======== TASK DATA
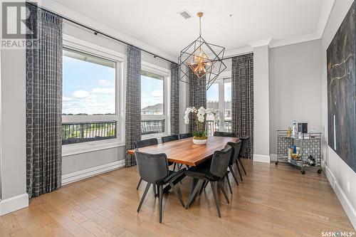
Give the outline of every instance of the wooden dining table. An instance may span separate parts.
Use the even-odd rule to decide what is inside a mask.
[[[152,154],[165,153],[169,162],[195,167],[209,159],[214,152],[224,149],[227,142],[235,142],[238,139],[209,137],[208,142],[204,145],[195,144],[192,139],[192,137],[189,137],[140,148],[139,150]],[[127,153],[135,154],[135,149],[128,150]]]
[[[208,141],[204,145],[195,144],[192,139],[192,137],[188,137],[161,143],[140,148],[139,151],[151,154],[165,153],[169,162],[186,164],[189,167],[196,167],[210,159],[214,152],[224,149],[227,142],[236,142],[239,139],[229,137],[208,137]],[[133,155],[135,149],[128,150],[127,153]],[[185,174],[183,174],[179,178],[173,181],[173,184],[175,185],[184,177]],[[197,181],[193,181],[192,191],[196,184]],[[167,185],[163,189],[163,192],[168,192],[170,189],[170,185]]]

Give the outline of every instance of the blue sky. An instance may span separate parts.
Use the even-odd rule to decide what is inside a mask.
[[[115,70],[63,56],[63,113],[115,112]]]
[[[225,101],[231,100],[231,83],[224,83],[224,97]],[[206,91],[206,100],[219,101],[219,84],[214,83]]]
[[[163,104],[163,80],[141,76],[141,108]]]
[[[63,113],[115,112],[115,70],[63,56]],[[141,80],[142,108],[163,103],[163,80]]]

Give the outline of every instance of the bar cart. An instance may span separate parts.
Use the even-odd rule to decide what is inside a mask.
[[[287,135],[287,130],[277,130],[277,161],[300,169],[303,174],[309,167],[321,167],[321,132]]]

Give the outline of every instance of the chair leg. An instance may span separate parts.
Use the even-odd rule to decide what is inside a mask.
[[[209,184],[209,182],[206,182],[206,183],[205,184],[205,186],[204,186],[204,190],[205,190],[205,188],[206,188],[206,186],[208,186],[208,184]]]
[[[159,223],[162,223],[162,214],[163,211],[162,194],[163,194],[163,185],[159,185],[158,196],[159,196]]]
[[[220,209],[219,208],[218,204],[218,197],[216,196],[216,186],[215,182],[210,181],[210,185],[211,186],[211,190],[213,191],[214,200],[215,201],[215,205],[216,206],[216,210],[218,211],[219,217],[221,217],[221,214],[220,214]]]
[[[204,180],[203,181],[203,184],[201,184],[201,188],[200,189],[200,191],[199,191],[199,196],[201,195],[201,193],[203,192],[203,190],[205,188],[205,186],[206,185],[206,183],[208,181],[206,180]]]
[[[232,177],[234,177],[234,179],[235,179],[235,181],[236,182],[237,186],[239,186],[239,181],[237,181],[236,176],[235,175],[235,172],[234,172],[234,169],[232,169],[232,167],[231,165],[229,166],[229,169],[230,169],[230,172],[231,172]]]
[[[231,185],[230,184],[230,180],[229,179],[229,174],[227,172],[226,174],[225,174],[225,178],[226,178],[227,180],[227,184],[229,185],[229,189],[230,189],[230,194],[232,194]]]
[[[193,191],[189,195],[189,197],[188,199],[188,202],[187,203],[187,205],[185,205],[185,209],[187,209],[189,207],[189,205],[193,201],[193,199],[194,199],[195,196],[197,195],[197,193],[198,192],[198,190],[201,186],[201,184],[203,184],[203,180],[198,180],[198,182],[197,183],[197,185],[195,186]]]
[[[173,183],[172,181],[169,182],[169,185],[172,187],[172,189],[173,189],[173,191],[174,192],[175,196],[177,196],[177,198],[178,199],[178,200],[179,200],[180,204],[184,207],[184,203],[183,202],[183,197],[182,196],[182,192],[180,191],[180,187],[179,186],[177,186],[177,185],[173,184]]]
[[[236,169],[237,172],[239,172],[239,174],[240,174],[240,179],[241,179],[241,181],[243,181],[244,180],[242,179],[241,171],[240,170],[240,167],[239,166],[239,162],[237,162],[237,161],[236,161]]]
[[[136,190],[138,190],[138,188],[140,188],[140,185],[141,184],[142,181],[142,179],[140,178],[140,181],[138,181],[137,186],[136,187]]]
[[[230,201],[229,201],[229,197],[227,196],[227,194],[226,194],[226,192],[225,191],[225,189],[224,189],[224,186],[222,186],[222,184],[220,181],[218,181],[217,184],[218,184],[220,190],[221,190],[221,192],[223,193],[224,196],[225,196],[225,199],[226,199],[227,204],[229,204],[230,203]]]
[[[239,162],[241,164],[242,169],[244,170],[244,173],[245,173],[245,175],[247,175],[247,173],[246,172],[245,167],[244,167],[244,163],[242,163],[242,159],[241,158],[237,159],[239,160]]]
[[[155,198],[157,197],[156,184],[152,184],[153,194],[155,194]]]
[[[141,201],[140,201],[140,204],[138,205],[137,212],[140,211],[140,209],[141,209],[141,206],[142,206],[143,201],[145,200],[145,198],[146,197],[146,194],[147,194],[148,189],[150,189],[150,186],[151,186],[151,184],[147,183],[147,185],[146,186],[146,189],[145,189],[145,191],[143,192],[142,197],[141,198]]]

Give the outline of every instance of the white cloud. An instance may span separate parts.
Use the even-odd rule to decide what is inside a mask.
[[[89,93],[85,90],[75,90],[73,93],[73,96],[75,98],[85,98],[89,95]]]
[[[104,80],[104,79],[100,79],[98,81],[98,83],[100,85],[109,85],[111,84],[111,83],[110,81],[108,81],[108,80]]]
[[[92,93],[94,94],[115,94],[115,88],[94,88]]]
[[[156,90],[151,93],[151,95],[155,98],[163,97],[163,91],[160,90]]]

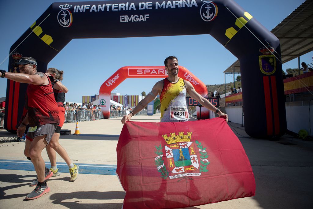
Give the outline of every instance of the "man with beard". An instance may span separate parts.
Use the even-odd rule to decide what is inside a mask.
[[[144,108],[158,94],[161,102],[161,122],[187,121],[188,116],[186,103],[186,93],[196,100],[201,105],[218,114],[220,116],[227,115],[214,107],[210,102],[196,91],[190,82],[178,76],[178,65],[177,58],[173,56],[167,57],[164,61],[165,70],[168,76],[157,82],[152,90],[139,102],[133,111],[124,115],[122,123],[125,124],[131,117]]]
[[[21,73],[1,71],[1,77],[29,84],[25,97],[24,111],[17,134],[19,137],[22,137],[26,126],[29,125],[24,153],[34,165],[38,182],[36,188],[26,199],[33,200],[50,191],[45,180],[53,174],[48,170],[45,175],[45,170],[47,169],[41,157],[41,152],[51,140],[60,121],[50,80],[54,79],[37,72],[37,62],[33,58],[22,57],[17,63]]]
================
Leave the pictures out, and print every line of the listing exactly as written.

Give the outline of every instance of the wooden dining table. An instance may span separate parts.
Use the even-odd rule to decide what is inside a mask.
[[[152,154],[165,153],[169,162],[195,167],[209,159],[214,152],[224,149],[227,142],[235,142],[238,139],[209,137],[208,142],[204,145],[195,144],[192,139],[192,137],[189,137],[140,148],[139,150]],[[127,153],[135,154],[135,149],[128,150]]]
[[[208,141],[204,145],[195,144],[192,139],[192,137],[188,137],[161,143],[140,148],[139,151],[151,154],[165,153],[169,162],[186,164],[189,167],[196,167],[210,159],[214,152],[224,149],[227,142],[236,142],[239,139],[229,137],[208,137]],[[133,155],[135,149],[128,150],[127,153]],[[185,174],[183,174],[179,178],[173,181],[173,184],[175,185],[184,177]],[[197,181],[193,181],[192,191],[196,184]],[[167,185],[163,189],[163,192],[168,192],[170,189],[170,185]]]

Give the outline of every instance of the blue sky. An instance may span separate parts.
Use the even-odd rule to decide what is inside a mask.
[[[115,70],[63,56],[63,113],[115,112]]]
[[[225,101],[231,100],[231,83],[224,83],[224,97]],[[206,91],[206,100],[219,101],[219,84],[214,83]]]
[[[163,104],[163,80],[141,76],[141,108]]]
[[[63,113],[115,112],[115,70],[63,56]],[[141,80],[142,108],[163,103],[163,80]]]

Give the outline of every instance of the bar cart. An instance may span separate parts.
Use the even-odd rule to decide what is inside a mask.
[[[287,135],[287,130],[277,130],[277,161],[300,169],[303,174],[309,167],[321,167],[321,132]]]

Give the outline of every instance of the chair leg. An instance may span separate parts.
Use the even-odd rule to decide what is inside a mask.
[[[209,184],[209,182],[206,182],[206,183],[205,184],[205,186],[204,186],[204,190],[205,190],[205,188],[206,188],[206,186],[208,186],[208,184]]]
[[[159,223],[162,223],[162,214],[163,211],[162,194],[163,194],[163,185],[159,185],[158,196],[159,196]]]
[[[220,209],[219,208],[218,204],[218,197],[216,196],[216,186],[215,182],[210,181],[210,185],[211,186],[211,190],[213,191],[214,200],[215,201],[215,205],[216,206],[216,210],[218,211],[219,217],[221,217],[221,214],[220,214]]]
[[[204,180],[203,181],[203,184],[201,184],[201,188],[200,189],[200,191],[199,191],[199,196],[201,195],[201,193],[203,192],[203,190],[205,188],[205,186],[206,185],[206,183],[208,181],[206,180]]]
[[[232,177],[234,177],[234,179],[235,179],[235,181],[236,182],[237,186],[239,186],[239,181],[237,181],[236,176],[235,175],[235,172],[234,172],[234,169],[232,169],[232,167],[231,165],[229,166],[229,169],[230,169],[230,172],[231,172]]]
[[[231,185],[230,184],[230,180],[229,179],[229,174],[227,172],[226,174],[225,174],[225,178],[226,178],[227,180],[227,184],[229,185],[229,189],[230,189],[230,194],[232,194]]]
[[[193,191],[189,195],[189,197],[188,199],[188,202],[187,203],[187,205],[185,205],[185,209],[187,209],[189,207],[189,205],[193,201],[193,199],[194,199],[195,196],[197,195],[197,193],[198,192],[198,190],[201,186],[201,184],[203,184],[203,180],[198,180],[198,182],[197,183],[197,185],[195,186]]]
[[[173,183],[172,181],[169,182],[169,185],[172,187],[172,189],[173,189],[173,191],[174,192],[175,196],[177,196],[177,198],[178,199],[178,200],[179,200],[180,204],[184,207],[184,203],[183,202],[183,197],[182,196],[182,192],[180,191],[180,187],[179,186],[177,186],[177,185],[173,184]]]
[[[236,169],[237,172],[239,172],[239,174],[240,174],[240,179],[241,179],[241,181],[243,181],[244,180],[242,179],[241,171],[240,170],[240,167],[239,166],[239,162],[237,162],[237,161],[236,161]]]
[[[136,190],[138,190],[138,188],[140,188],[140,185],[141,184],[142,181],[142,179],[140,178],[140,181],[138,181],[137,186],[136,187]]]
[[[230,201],[229,201],[229,197],[227,196],[227,194],[226,194],[226,192],[225,191],[225,189],[224,189],[224,186],[222,186],[222,184],[220,181],[218,181],[217,184],[218,184],[220,190],[221,190],[221,192],[223,193],[224,196],[225,196],[225,199],[226,199],[227,204],[229,204],[230,203]]]
[[[239,162],[241,164],[242,169],[244,170],[244,173],[245,173],[245,175],[247,175],[247,173],[246,172],[245,167],[244,167],[244,163],[242,163],[242,159],[241,158],[237,159],[239,160]]]
[[[155,198],[157,197],[156,184],[152,184],[153,194],[155,194]]]
[[[141,201],[140,201],[140,204],[138,205],[137,212],[140,211],[140,209],[141,209],[141,206],[142,206],[143,201],[145,200],[145,198],[146,197],[146,194],[147,194],[148,189],[150,189],[150,186],[151,186],[151,184],[147,183],[147,185],[146,186],[146,189],[145,189],[145,191],[143,192],[142,197],[141,198]]]

Give the outline of every instance of the white cloud. An instance may span separate parts.
Use the even-odd rule to decide what is inside a mask.
[[[89,93],[85,90],[75,90],[73,93],[73,96],[75,98],[85,98],[89,95]]]
[[[104,80],[104,79],[100,79],[98,81],[98,83],[100,85],[109,85],[111,84],[111,83],[110,81],[108,81],[108,80]]]
[[[92,93],[94,94],[115,94],[115,88],[94,88]]]
[[[156,90],[151,93],[151,95],[155,98],[163,97],[163,91],[160,90]]]

Give the outline of every instance of the "man with beard". An instance may span separate parts.
Use the even-odd rule to decide what is inside a mask.
[[[144,108],[158,94],[161,102],[161,122],[187,121],[188,116],[186,103],[186,93],[196,100],[201,105],[218,114],[220,116],[227,115],[214,107],[210,102],[196,91],[190,82],[178,76],[178,65],[177,58],[173,56],[167,57],[164,61],[165,70],[168,76],[157,82],[152,90],[139,102],[133,111],[124,115],[122,123],[125,124],[131,117]]]
[[[21,73],[1,71],[1,77],[29,84],[25,97],[24,111],[17,134],[19,137],[22,137],[26,126],[29,125],[24,153],[34,165],[38,182],[36,188],[26,199],[33,200],[50,191],[45,180],[53,174],[48,170],[45,175],[45,170],[47,169],[41,157],[41,152],[51,140],[60,121],[50,80],[54,79],[37,72],[37,62],[33,58],[22,57],[17,63]]]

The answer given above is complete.